Leave out any picture and return the remaining listing below exactly as given.
○ ○ ○
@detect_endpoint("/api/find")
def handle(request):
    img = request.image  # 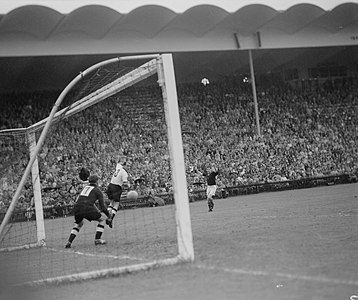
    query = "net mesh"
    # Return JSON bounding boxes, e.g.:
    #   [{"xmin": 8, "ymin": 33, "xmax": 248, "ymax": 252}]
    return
[{"xmin": 0, "ymin": 55, "xmax": 178, "ymax": 284}]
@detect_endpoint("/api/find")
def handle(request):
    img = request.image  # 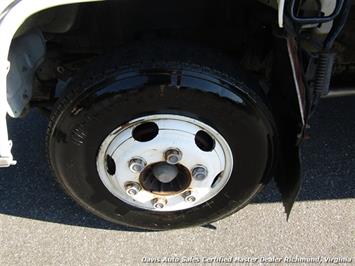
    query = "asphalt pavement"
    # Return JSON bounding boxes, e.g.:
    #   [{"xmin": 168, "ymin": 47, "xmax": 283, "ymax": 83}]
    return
[{"xmin": 0, "ymin": 97, "xmax": 355, "ymax": 265}]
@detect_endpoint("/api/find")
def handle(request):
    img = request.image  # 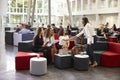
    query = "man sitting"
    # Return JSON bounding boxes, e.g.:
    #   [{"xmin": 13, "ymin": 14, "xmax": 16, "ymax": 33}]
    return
[{"xmin": 18, "ymin": 24, "xmax": 32, "ymax": 34}]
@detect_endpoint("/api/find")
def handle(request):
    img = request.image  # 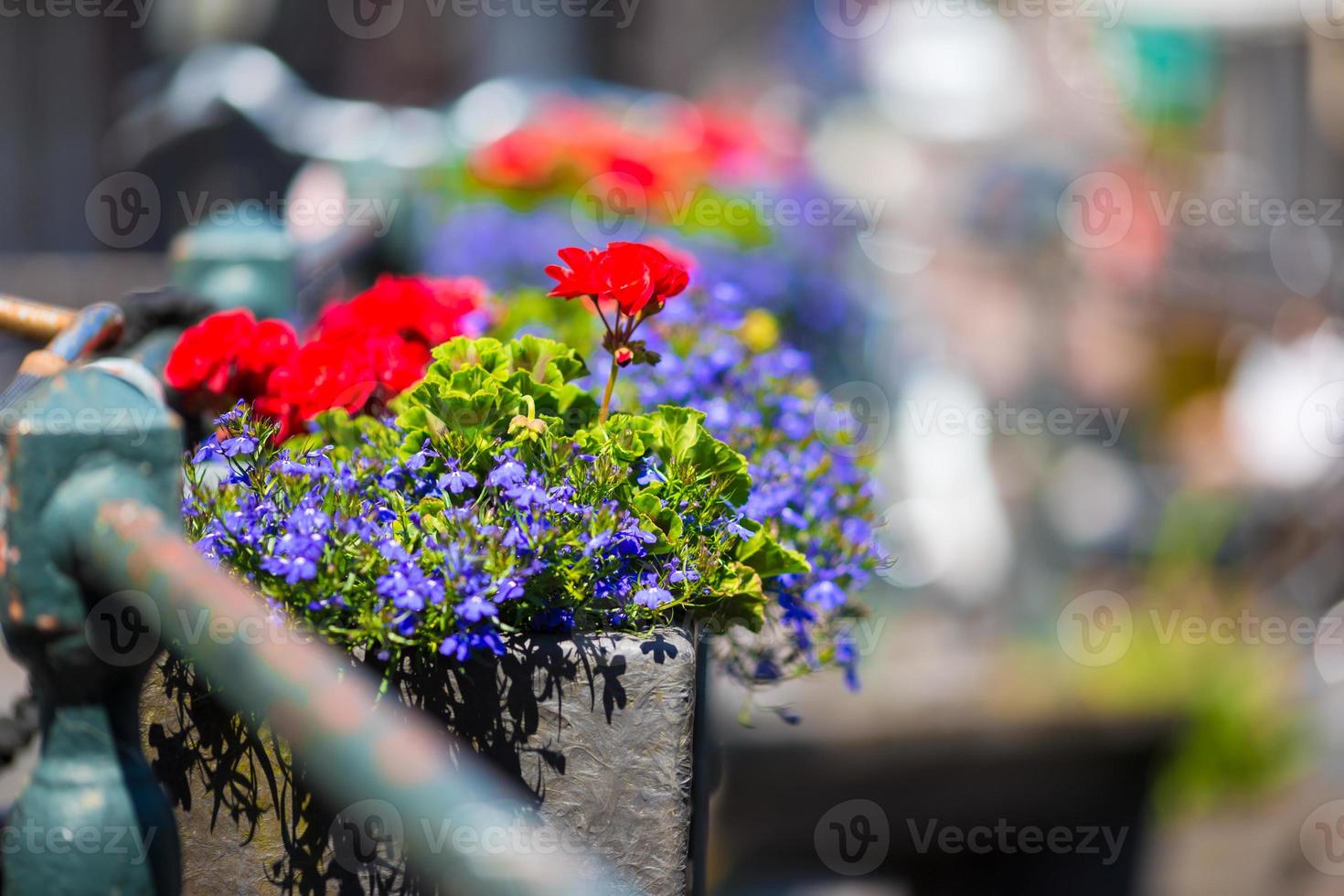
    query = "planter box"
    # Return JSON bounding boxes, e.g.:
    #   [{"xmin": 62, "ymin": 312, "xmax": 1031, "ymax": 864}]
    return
[{"xmin": 141, "ymin": 629, "xmax": 698, "ymax": 896}]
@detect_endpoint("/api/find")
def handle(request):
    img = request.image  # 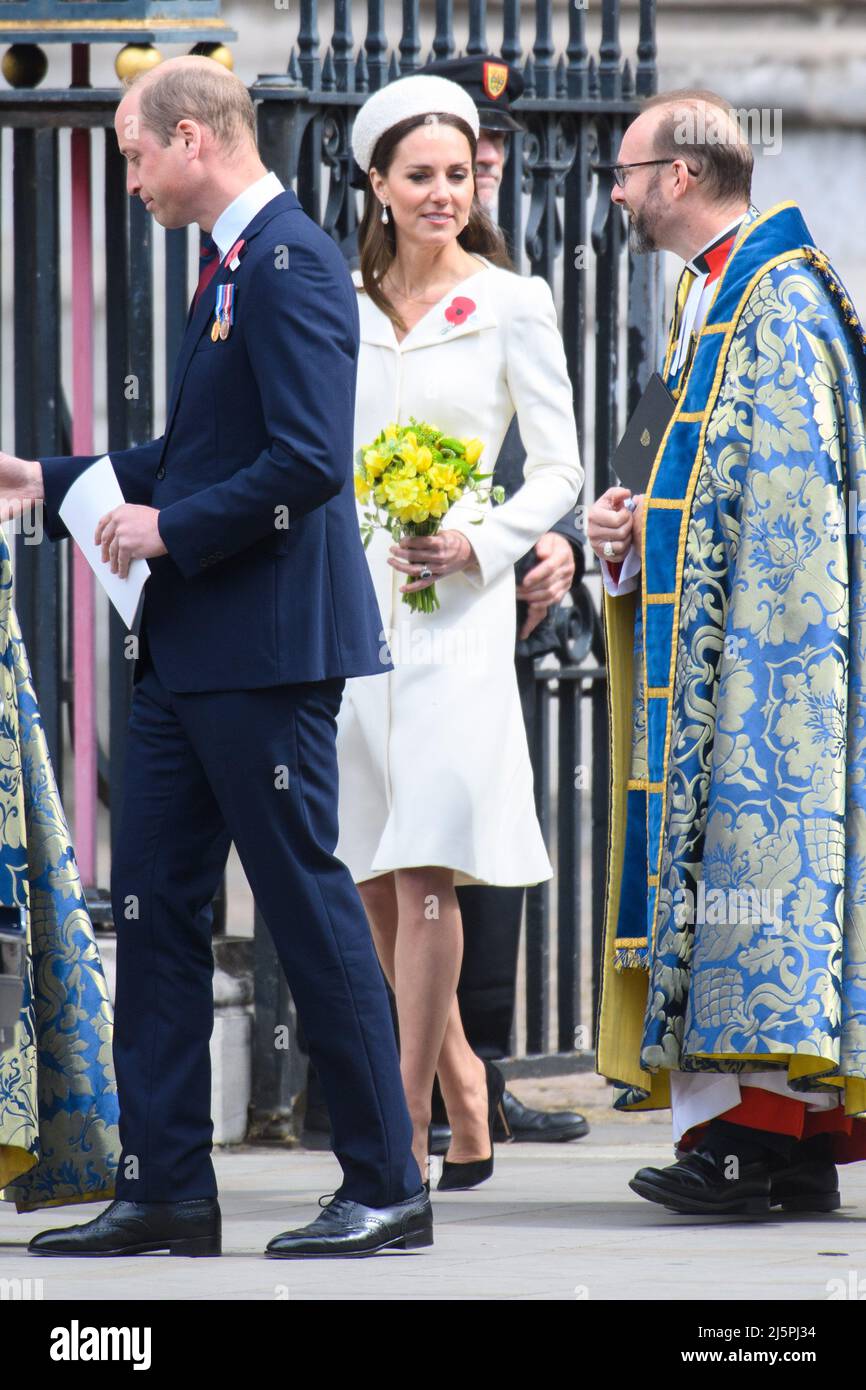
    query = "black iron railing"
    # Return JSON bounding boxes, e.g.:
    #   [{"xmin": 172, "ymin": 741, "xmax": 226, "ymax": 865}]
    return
[{"xmin": 0, "ymin": 0, "xmax": 660, "ymax": 1084}]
○ ○ ○
TASK SOLUTION —
@detect_endpoint("/api/find")
def handle(request):
    img = request.image  # 
    query = "net mesh"
    # Return JSON bounding boxes, e.g.:
    #   [{"xmin": 8, "ymin": 33, "xmax": 248, "ymax": 252}]
    return
[{"xmin": 0, "ymin": 55, "xmax": 178, "ymax": 284}]
@detect_endpoint("/api/find")
def handle(request):
    img = request.image  # 
    query = "asphalt pavement"
    # Return JSON bounding boxes, e.g.:
    #   [{"xmin": 168, "ymin": 47, "xmax": 283, "ymax": 83}]
    return
[{"xmin": 0, "ymin": 97, "xmax": 355, "ymax": 265}]
@detect_endpoint("/api/find")
def handle(request):
    img = request.image  # 
    query = "man sitting"
    # Return JSON bounding boxes, e.g.:
    #   [{"xmin": 13, "ymin": 14, "xmax": 16, "ymax": 33}]
    return
[{"xmin": 18, "ymin": 24, "xmax": 32, "ymax": 34}]
@detect_endpoint("/api/find")
def handle(request):
    img = request.image  # 
    query = "planter box"
    # Return JSON bounding boxes, e.g.:
    #   [{"xmin": 62, "ymin": 312, "xmax": 1031, "ymax": 864}]
    return
[{"xmin": 141, "ymin": 629, "xmax": 698, "ymax": 896}]
@detect_endpoint("/api/find")
def handle(request):
    img = request.image  # 
    query = "black iron railing"
    # Return JSON bounding boxes, e.g.:
    #   [{"xmin": 172, "ymin": 741, "xmax": 226, "ymax": 865}]
    return
[{"xmin": 0, "ymin": 0, "xmax": 660, "ymax": 1084}]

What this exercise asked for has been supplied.